- AIM OF THE EXERCISE
Should any entry seem unclear, still set it down exactly as given, along with all the others.

DATA UNDER STUDY below:

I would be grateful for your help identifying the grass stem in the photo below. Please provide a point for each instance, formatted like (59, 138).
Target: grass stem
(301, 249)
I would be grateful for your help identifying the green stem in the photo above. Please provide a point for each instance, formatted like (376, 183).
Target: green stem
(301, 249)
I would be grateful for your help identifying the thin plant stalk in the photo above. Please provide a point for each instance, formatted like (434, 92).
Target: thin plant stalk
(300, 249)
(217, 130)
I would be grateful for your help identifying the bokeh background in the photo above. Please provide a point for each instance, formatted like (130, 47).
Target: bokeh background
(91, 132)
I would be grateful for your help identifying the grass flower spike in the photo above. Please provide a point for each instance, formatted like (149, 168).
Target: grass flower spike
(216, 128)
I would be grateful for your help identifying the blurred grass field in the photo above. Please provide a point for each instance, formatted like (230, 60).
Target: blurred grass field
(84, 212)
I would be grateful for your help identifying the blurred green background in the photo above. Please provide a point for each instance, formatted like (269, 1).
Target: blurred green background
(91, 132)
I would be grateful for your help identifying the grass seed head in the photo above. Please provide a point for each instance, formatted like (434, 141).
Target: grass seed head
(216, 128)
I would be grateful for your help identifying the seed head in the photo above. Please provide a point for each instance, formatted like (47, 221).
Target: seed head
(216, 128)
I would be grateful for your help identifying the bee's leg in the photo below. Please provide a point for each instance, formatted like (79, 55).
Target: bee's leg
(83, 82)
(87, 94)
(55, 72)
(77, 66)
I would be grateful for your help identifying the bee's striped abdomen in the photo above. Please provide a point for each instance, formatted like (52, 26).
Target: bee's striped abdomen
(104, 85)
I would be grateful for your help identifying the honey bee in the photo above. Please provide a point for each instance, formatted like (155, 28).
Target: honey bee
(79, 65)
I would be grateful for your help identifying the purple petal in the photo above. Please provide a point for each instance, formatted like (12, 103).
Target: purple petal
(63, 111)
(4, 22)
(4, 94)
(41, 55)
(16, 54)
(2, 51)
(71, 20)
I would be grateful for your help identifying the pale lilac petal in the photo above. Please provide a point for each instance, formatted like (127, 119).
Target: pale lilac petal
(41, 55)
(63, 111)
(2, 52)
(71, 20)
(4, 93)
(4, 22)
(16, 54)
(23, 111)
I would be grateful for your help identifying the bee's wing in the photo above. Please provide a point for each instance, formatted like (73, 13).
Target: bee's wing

End of DATA UNDER STUDY.

- ANSWER SECTION
I would be grateful for your help identifying the grass stem in the photo below. Please provide a point for each instance, formatted like (59, 138).
Target: grass stem
(301, 249)
I would be grateful for your help identifying the green stem in the photo above. Please provide a point for each instance, formatted like (376, 183).
Target: green stem
(301, 249)
I would be grateful for your help identifying the thin plant stalk in the photo above. Please provide a point for each instance, formatted like (434, 92).
Target: thin plant stalk
(300, 249)
(217, 130)
I would be grateful for your help identifying the bokeh background in the photo above. Please provide a point for each instance, formatted like (130, 47).
Target: bokeh background
(91, 132)
I would be grateful for your help identifying the grass flower spike in the photo above. Please provide a point for each instance, formatted like (149, 168).
Target: grass flower spike
(216, 128)
I would be grateful for your help identifying the blurred grass field in the photo above. Please provide a point for each instance, formatted like (230, 60).
Target: blurred grass field
(84, 212)
I would be grateful for your help identifying the blurred green background in the photo above. Please provide a point for each instance, formatted like (269, 1).
Target: blurred green background
(91, 132)
I would be grateful for your help identifying the grass seed head in the photo above. Please provide a point for each instance, formatted like (434, 141).
Target: grass seed head
(216, 128)
I would be grateful for your help identifying the seed head in the photo above. Please provide a point for each instance, formatted like (47, 221).
Target: seed head
(216, 128)
I would be grateful for your help identifying the bee's leg in the photo below. Please provide a point for each instance, formatted like (79, 55).
Target: bee's leg
(83, 82)
(87, 94)
(55, 72)
(77, 66)
I would be grateful for your help identifying the bee's striped abdomen in the photo above. Please provide a point for each instance, formatted like (52, 26).
Target: bee's striped abdomen
(104, 85)
I would be grateful for your help identifying the honey bee in the photo above. Please provide a point for each instance, formatted like (155, 28).
Target: honey bee
(79, 65)
I would be grateful for your help identifying the purple petal in the photo above. Please provide a point for each instance, formatted like (12, 103).
Target: purple petal
(63, 111)
(4, 22)
(4, 94)
(41, 55)
(16, 54)
(2, 51)
(71, 20)
I would be grateful for your help identifying the pale lilac petal in the photo above. Please provide a point for each instance, formatted like (127, 119).
Target: pale lilac petal
(41, 55)
(63, 111)
(2, 52)
(71, 20)
(4, 93)
(4, 22)
(16, 54)
(23, 111)
I would be grateful for your help identifying the bee's wing in the photo above. Please provide a point for each instance, formatted like (73, 13).
Target: bee's wing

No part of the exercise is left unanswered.